■ Aufgabenstellung 1 ■
Überträgst du sämtliche Datensätze weiter unten, nicht den Textauszug, in eine CSV mit den Spalten eingabe und ausgabe, je Auftrag eine Zeile mit dessen Wortlaut und der zugehörigen Antwort, jedes Feld in Anführungszeichen und Zeilenumbrüche durch Leerzeichen ersetzt? Die Bilder lässt du dabei weg.

Die Hauptvorkommen blieben drin.
Die Uran-Prospektion wird eingestellt
Vor dem Hintergrund stark fallender Weltmarktpreise, dem Rückgang staatlicher Förderungen und den stetig zunehmenden Widerständen der Umweltbewegung wurde die Uransuche im Schwarzwald im Jahr 1983 eingestellt.
Menzenschwand (St. Blasien)
Das größte Uranvorkommen im Schwarzwald wurde in Menzenschwand im Südschwarzwald gefunden. Nicht durch Kirchheimer, sondern durch zwei Geologiestudenten! Bei dem Vorkommen handelt es sich um die größte Uranlagerstätte im Westteil von Deutschland.
In der Grube Krunkelbach wurden durch die Gewerkschaft Brunhilde im Zeitraum von 1960 bis 1991 über einen 249,5 m tiefen Blindschacht, auf insgesamt neun Sohlen und einem 4.300 m langen Streckennetz ca. 100.000 t Uranerz gefördert.
Besonders pikant an der Bergbaugeschichte im Krunkelbachtal ist, dass die Gewerkschaft zu keiner Zeit über eine Konzession zum Abbau verfügte, sondern lediglich zur Untersuchung (Prospektion).
Müllenbach (Baden-Baden)
In Müllenbach bei Baden-Baden wurden ab 1975 durch die Fa. Saarberg-Interplan Uran GmbH, später nur noch Saarberg-Interplan GmbH, zwei Probestollen angelegt (Kirchheimerstollen und Sauersboschstollen) und Versuche zur Auslaugung des Urans unternommen.

■ Aufgabenstellung 2 ■
Wiederholst du aus dem Textauszug wortgetreu den Abschnitt von „Die Hauptvorkommen blieben“ bis einschließlich „Menzenschwand (St. Blasien)“?

■ Rohdaten ■
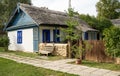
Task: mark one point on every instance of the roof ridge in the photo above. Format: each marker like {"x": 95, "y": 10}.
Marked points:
{"x": 44, "y": 9}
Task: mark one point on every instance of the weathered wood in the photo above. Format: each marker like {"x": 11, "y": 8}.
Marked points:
{"x": 47, "y": 50}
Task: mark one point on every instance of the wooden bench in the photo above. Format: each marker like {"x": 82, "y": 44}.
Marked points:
{"x": 47, "y": 50}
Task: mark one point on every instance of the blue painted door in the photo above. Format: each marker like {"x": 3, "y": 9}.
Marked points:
{"x": 46, "y": 36}
{"x": 35, "y": 39}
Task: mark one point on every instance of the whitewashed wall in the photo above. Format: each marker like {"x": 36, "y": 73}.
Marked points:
{"x": 27, "y": 40}
{"x": 51, "y": 32}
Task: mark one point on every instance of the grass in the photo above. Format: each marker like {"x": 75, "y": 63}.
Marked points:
{"x": 12, "y": 68}
{"x": 109, "y": 66}
{"x": 32, "y": 55}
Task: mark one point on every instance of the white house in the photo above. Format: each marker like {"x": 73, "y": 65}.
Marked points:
{"x": 29, "y": 25}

■ Richtige Lösung 1 ■
eingabe,ausgabe
"Task: mark one point on every instance of the roof ridge in the photo above. Format: each marker like {""x"": 95, ""y"": 10}. Marked points:","{""x"": 44, ""y"": 9}"
"Task: mark one point on every instance of the weathered wood in the photo above. Format: each marker like {""x"": 11, ""y"": 8}. Marked points:","{""x"": 47, ""y"": 50}"
"Task: mark one point on every instance of the wooden bench in the photo above. Format: each marker like {""x"": 82, ""y"": 44}. Marked points:","{""x"": 47, ""y"": 50}"
"Task: mark one point on every instance of the blue painted door in the photo above. Format: each marker like {""x"": 3, ""y"": 9}. Marked points:","{""x"": 46, ""y"": 36} {""x"": 35, ""y"": 39}"
"Task: mark one point on every instance of the whitewashed wall in the photo above. Format: each marker like {""x"": 36, ""y"": 73}. Marked points:","{""x"": 27, ""y"": 40} {""x"": 51, ""y"": 32}"
"Task: mark one point on every instance of the grass in the photo above. Format: each marker like {""x"": 75, ""y"": 63}. Marked points:","{""x"": 12, ""y"": 68} {""x"": 109, ""y"": 66} {""x"": 32, ""y"": 55}"
"Task: mark one point on every instance of the white house in the photo above. Format: each marker like {""x"": 73, ""y"": 65}. Marked points:","{""x"": 29, ""y"": 25}"

■ Richtige Lösung 2 ■
Die Hauptvorkommen blieben drin.
Die Uran-Prospektion wird eingestellt
Vor dem Hintergrund stark fallender Weltmarktpreise, dem Rückgang staatlicher Förderungen und den stetig zunehmenden Widerständen der Umweltbewegung wurde die Uransuche im Schwarzwald im Jahr 1983 eingestellt.
Menzenschwand (St. Blasien)